### EXCERPTED RECORDS

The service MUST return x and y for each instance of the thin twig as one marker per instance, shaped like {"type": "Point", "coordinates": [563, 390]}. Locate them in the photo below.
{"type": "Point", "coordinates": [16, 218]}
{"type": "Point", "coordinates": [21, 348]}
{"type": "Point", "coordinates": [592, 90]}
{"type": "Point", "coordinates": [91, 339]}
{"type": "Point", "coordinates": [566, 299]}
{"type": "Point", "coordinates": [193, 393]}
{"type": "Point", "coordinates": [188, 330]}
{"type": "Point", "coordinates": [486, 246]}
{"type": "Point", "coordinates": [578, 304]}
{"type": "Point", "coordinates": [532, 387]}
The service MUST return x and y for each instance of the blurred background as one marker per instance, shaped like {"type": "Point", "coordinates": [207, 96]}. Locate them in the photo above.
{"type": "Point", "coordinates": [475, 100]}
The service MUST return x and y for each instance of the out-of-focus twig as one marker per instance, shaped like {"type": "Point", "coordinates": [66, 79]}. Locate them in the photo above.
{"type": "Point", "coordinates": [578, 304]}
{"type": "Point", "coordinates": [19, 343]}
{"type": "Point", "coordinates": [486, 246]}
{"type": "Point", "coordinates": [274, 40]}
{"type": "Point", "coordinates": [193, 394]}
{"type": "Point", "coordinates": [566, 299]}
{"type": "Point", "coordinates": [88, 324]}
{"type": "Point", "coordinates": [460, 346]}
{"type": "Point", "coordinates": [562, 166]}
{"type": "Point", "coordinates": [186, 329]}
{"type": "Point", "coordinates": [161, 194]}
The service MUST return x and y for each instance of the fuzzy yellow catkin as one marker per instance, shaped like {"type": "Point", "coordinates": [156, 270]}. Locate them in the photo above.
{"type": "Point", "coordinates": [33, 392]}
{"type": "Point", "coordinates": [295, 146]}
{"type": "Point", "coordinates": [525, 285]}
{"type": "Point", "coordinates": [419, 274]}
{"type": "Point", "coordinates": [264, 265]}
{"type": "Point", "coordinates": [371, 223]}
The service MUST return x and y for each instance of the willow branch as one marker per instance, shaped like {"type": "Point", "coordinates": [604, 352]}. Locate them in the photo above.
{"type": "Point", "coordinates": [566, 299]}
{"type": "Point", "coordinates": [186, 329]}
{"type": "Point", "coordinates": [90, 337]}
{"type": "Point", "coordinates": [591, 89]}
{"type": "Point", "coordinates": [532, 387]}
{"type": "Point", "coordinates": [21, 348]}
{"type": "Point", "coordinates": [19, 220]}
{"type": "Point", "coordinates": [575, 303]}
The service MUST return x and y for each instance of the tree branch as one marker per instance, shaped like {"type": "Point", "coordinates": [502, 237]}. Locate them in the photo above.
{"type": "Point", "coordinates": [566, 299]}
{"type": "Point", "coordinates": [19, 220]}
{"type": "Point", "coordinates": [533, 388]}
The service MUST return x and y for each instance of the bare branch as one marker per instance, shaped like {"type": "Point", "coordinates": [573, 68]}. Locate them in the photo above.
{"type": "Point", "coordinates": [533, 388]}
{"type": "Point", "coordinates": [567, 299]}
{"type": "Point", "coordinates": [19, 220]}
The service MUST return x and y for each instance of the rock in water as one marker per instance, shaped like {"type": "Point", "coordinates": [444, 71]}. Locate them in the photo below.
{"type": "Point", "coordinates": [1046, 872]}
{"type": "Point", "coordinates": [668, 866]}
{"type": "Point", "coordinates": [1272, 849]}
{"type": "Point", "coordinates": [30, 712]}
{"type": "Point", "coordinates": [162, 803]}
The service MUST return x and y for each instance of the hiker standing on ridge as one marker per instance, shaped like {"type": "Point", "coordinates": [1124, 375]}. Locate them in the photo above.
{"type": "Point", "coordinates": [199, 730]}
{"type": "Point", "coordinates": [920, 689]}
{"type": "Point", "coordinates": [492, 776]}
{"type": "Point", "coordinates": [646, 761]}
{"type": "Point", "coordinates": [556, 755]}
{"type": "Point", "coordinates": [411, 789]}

######

Copy out every item above, changing "marker" to "pin" each time it occurs and leaving everything else unchanged.

The service MUST return x and y for each instance of the thin twig as one pin per instance, shaped like {"type": "Point", "coordinates": [563, 390]}. Locate them in the photo below.
{"type": "Point", "coordinates": [16, 218]}
{"type": "Point", "coordinates": [21, 348]}
{"type": "Point", "coordinates": [592, 90]}
{"type": "Point", "coordinates": [91, 339]}
{"type": "Point", "coordinates": [566, 299]}
{"type": "Point", "coordinates": [193, 393]}
{"type": "Point", "coordinates": [188, 330]}
{"type": "Point", "coordinates": [486, 246]}
{"type": "Point", "coordinates": [578, 304]}
{"type": "Point", "coordinates": [532, 387]}
The service MUST return x and y for each instance of the blurred background as one pin per instance, shaped like {"type": "Point", "coordinates": [207, 96]}. Locate them in the photo above.
{"type": "Point", "coordinates": [475, 100]}
The service MUST return x and y for each instance of the out-of-focus twig as one pin per instance, shaped like {"type": "Point", "coordinates": [66, 79]}. Locate them in the photo above.
{"type": "Point", "coordinates": [578, 304]}
{"type": "Point", "coordinates": [19, 343]}
{"type": "Point", "coordinates": [486, 246]}
{"type": "Point", "coordinates": [274, 40]}
{"type": "Point", "coordinates": [193, 394]}
{"type": "Point", "coordinates": [566, 299]}
{"type": "Point", "coordinates": [88, 324]}
{"type": "Point", "coordinates": [460, 346]}
{"type": "Point", "coordinates": [562, 166]}
{"type": "Point", "coordinates": [186, 329]}
{"type": "Point", "coordinates": [161, 194]}
The service MUST return x and y for each instance of the fuzzy yellow catkin as one pin per instance, shaped like {"type": "Point", "coordinates": [156, 270]}. Locate them in the photo above.
{"type": "Point", "coordinates": [33, 392]}
{"type": "Point", "coordinates": [295, 146]}
{"type": "Point", "coordinates": [525, 285]}
{"type": "Point", "coordinates": [419, 274]}
{"type": "Point", "coordinates": [264, 265]}
{"type": "Point", "coordinates": [371, 223]}
The service MUST return x and y for each instance of the willow branch as one pin per instance, shaped like {"type": "Point", "coordinates": [604, 352]}. Locate them in the photo above.
{"type": "Point", "coordinates": [566, 299]}
{"type": "Point", "coordinates": [186, 329]}
{"type": "Point", "coordinates": [90, 337]}
{"type": "Point", "coordinates": [591, 89]}
{"type": "Point", "coordinates": [532, 387]}
{"type": "Point", "coordinates": [21, 348]}
{"type": "Point", "coordinates": [19, 220]}
{"type": "Point", "coordinates": [575, 303]}
The service MUST return x and y for each instance of the tree branch as one pin per instance, shaped like {"type": "Point", "coordinates": [502, 237]}. Locate them in the photo above.
{"type": "Point", "coordinates": [566, 299]}
{"type": "Point", "coordinates": [19, 220]}
{"type": "Point", "coordinates": [533, 388]}
The service MUST return x and y for each instance of the bare branch as one pin per instance, shaped like {"type": "Point", "coordinates": [573, 68]}. Locate them in the photo above.
{"type": "Point", "coordinates": [533, 388]}
{"type": "Point", "coordinates": [567, 299]}
{"type": "Point", "coordinates": [19, 220]}
The service MUST return x and y for each instance of the rock in water as one pin per instance, shaped like {"type": "Point", "coordinates": [444, 71]}. Locate them in the photo below.
{"type": "Point", "coordinates": [1046, 872]}
{"type": "Point", "coordinates": [668, 866]}
{"type": "Point", "coordinates": [1272, 849]}
{"type": "Point", "coordinates": [30, 712]}
{"type": "Point", "coordinates": [162, 803]}
The service MUST return x and y for each instance of the hiker standing on ridge as one pin per instance, shaped like {"type": "Point", "coordinates": [1124, 375]}. Locate them in the photo above.
{"type": "Point", "coordinates": [199, 730]}
{"type": "Point", "coordinates": [920, 689]}
{"type": "Point", "coordinates": [492, 776]}
{"type": "Point", "coordinates": [646, 761]}
{"type": "Point", "coordinates": [556, 755]}
{"type": "Point", "coordinates": [411, 789]}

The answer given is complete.